The request:
Gather every line of the data below that contains the word "fence". Case counts.
# # # #
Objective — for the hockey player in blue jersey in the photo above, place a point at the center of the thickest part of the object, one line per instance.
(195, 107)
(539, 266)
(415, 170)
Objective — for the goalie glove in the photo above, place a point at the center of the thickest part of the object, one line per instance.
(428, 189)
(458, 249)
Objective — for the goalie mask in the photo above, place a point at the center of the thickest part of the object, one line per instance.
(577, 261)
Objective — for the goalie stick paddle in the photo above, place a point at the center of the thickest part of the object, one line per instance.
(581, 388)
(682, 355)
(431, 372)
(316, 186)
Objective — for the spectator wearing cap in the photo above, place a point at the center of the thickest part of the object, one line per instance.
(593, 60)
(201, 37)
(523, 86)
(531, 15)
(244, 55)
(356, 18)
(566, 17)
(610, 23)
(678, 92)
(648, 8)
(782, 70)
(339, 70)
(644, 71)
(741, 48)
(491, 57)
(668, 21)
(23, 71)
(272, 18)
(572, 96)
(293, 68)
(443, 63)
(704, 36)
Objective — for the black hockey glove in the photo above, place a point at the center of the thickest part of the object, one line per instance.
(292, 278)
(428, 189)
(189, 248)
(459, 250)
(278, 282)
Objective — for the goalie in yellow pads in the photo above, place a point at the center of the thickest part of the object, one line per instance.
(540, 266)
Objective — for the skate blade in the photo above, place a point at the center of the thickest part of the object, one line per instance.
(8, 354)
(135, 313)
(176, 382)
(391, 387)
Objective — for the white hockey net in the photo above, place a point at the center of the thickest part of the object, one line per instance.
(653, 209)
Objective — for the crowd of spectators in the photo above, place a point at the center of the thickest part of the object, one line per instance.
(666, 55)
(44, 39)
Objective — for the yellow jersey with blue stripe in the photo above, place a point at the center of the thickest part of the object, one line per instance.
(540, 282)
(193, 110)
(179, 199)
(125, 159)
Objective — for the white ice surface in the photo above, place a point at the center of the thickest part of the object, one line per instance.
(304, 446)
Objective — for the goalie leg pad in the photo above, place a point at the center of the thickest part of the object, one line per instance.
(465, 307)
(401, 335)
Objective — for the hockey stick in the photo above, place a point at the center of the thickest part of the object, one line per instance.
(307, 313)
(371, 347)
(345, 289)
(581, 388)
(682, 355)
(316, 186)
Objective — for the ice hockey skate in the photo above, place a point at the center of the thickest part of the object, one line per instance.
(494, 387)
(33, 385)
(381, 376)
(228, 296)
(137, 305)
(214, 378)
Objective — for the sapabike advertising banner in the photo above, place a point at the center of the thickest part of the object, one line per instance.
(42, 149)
# # # #
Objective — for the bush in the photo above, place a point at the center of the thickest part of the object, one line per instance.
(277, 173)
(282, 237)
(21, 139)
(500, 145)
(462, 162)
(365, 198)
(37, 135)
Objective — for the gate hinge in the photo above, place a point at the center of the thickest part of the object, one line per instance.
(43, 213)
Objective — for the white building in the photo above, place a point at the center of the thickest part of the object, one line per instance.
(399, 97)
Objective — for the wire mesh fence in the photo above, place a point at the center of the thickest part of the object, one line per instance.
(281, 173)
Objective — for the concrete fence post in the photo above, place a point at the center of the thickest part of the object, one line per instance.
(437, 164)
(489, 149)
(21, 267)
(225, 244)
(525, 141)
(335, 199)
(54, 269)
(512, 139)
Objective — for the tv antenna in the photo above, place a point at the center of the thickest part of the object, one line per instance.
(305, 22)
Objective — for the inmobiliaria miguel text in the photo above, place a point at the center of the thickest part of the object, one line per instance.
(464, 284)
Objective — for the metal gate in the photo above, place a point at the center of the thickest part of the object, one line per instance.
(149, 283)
# # # #
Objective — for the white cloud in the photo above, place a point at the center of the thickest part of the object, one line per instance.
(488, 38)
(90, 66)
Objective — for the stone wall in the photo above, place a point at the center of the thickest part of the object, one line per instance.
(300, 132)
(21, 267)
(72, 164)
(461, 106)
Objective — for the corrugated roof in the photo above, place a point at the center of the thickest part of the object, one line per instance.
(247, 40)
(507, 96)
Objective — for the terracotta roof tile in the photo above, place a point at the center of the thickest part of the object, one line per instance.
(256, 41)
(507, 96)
# # # #
Exercise solution:
Objective — for the wire mesh fence in the photo above, place a point at the center of the thickest part of the object, one line per instance.
Objective — for the concrete fence post in the photo above, place a point at the center of the thickest part of the object, one line per instance.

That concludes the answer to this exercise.